■ TASK PROMPT: Retype the whole listing, please, keeping every line exact and dropping the pictures.

■ RECORDS PROVIDED:
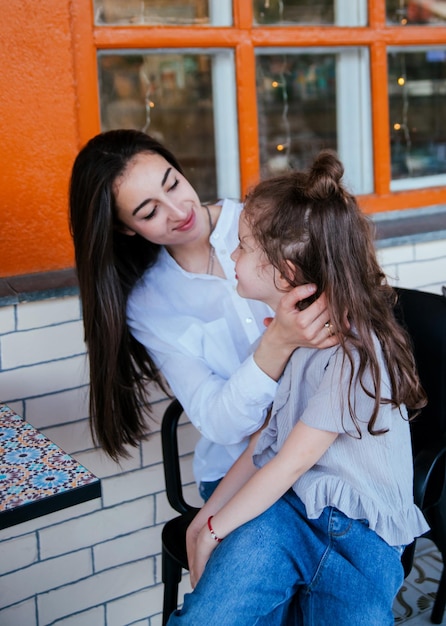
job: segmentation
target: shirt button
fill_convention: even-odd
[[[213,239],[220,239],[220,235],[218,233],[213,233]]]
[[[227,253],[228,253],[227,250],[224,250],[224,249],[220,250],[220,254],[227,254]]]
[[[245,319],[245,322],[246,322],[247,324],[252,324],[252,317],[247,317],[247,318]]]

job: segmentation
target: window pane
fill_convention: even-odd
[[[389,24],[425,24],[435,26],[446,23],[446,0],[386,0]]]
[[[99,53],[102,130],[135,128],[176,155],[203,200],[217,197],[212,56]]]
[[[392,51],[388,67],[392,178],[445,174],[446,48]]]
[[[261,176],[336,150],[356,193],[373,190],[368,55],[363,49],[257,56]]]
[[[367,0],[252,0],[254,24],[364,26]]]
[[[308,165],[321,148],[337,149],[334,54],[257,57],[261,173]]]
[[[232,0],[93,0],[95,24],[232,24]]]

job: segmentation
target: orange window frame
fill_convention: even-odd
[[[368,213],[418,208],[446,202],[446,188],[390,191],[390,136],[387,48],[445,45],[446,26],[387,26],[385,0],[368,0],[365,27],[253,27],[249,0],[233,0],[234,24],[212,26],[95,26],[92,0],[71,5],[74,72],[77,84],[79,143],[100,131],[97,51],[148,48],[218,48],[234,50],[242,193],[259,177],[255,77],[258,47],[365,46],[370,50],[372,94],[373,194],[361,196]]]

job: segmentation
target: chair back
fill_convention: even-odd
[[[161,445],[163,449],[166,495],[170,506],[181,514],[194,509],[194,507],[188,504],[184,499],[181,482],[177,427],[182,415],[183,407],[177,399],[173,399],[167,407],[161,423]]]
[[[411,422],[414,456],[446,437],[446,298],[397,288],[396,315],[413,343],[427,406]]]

■ ANSWER SPACE:
job: segmentation
target: shirt button
fill_convention: even-odd
[[[213,239],[220,239],[220,235],[218,233],[213,233]]]
[[[227,253],[228,253],[227,250],[224,250],[224,249],[220,250],[220,254],[227,254]]]
[[[245,319],[245,322],[246,322],[247,324],[252,324],[252,317],[247,317],[247,318]]]

job: segmentation
target: window pane
fill_convention: even-odd
[[[389,24],[425,24],[435,26],[446,23],[446,0],[386,0]]]
[[[99,53],[102,130],[135,128],[176,155],[203,200],[217,197],[212,56]]]
[[[392,51],[388,67],[392,178],[445,174],[446,48]]]
[[[261,176],[336,150],[356,193],[373,190],[368,55],[363,49],[257,56]]]
[[[367,0],[252,0],[254,24],[364,26]]]
[[[308,165],[321,148],[337,149],[334,54],[257,57],[261,173]]]
[[[232,0],[93,0],[95,24],[232,24]]]

job: segmentation
target: orange window frame
fill_convention: even-odd
[[[368,213],[418,208],[446,202],[446,188],[390,191],[390,136],[387,48],[445,45],[446,26],[387,26],[385,0],[368,0],[365,27],[253,27],[249,0],[233,0],[234,24],[212,26],[95,26],[92,0],[71,5],[74,72],[77,84],[79,143],[100,131],[97,51],[148,48],[218,48],[234,50],[242,193],[259,177],[255,77],[258,47],[365,46],[370,50],[372,94],[373,194],[361,196]]]

job: segmentation
target: chair back
fill_convention: even-odd
[[[161,445],[163,449],[166,495],[170,506],[181,514],[194,509],[194,507],[188,504],[184,499],[181,482],[177,427],[182,415],[183,407],[177,399],[173,399],[167,407],[161,423]]]
[[[411,422],[414,456],[446,437],[446,298],[397,288],[396,315],[413,343],[427,406]]]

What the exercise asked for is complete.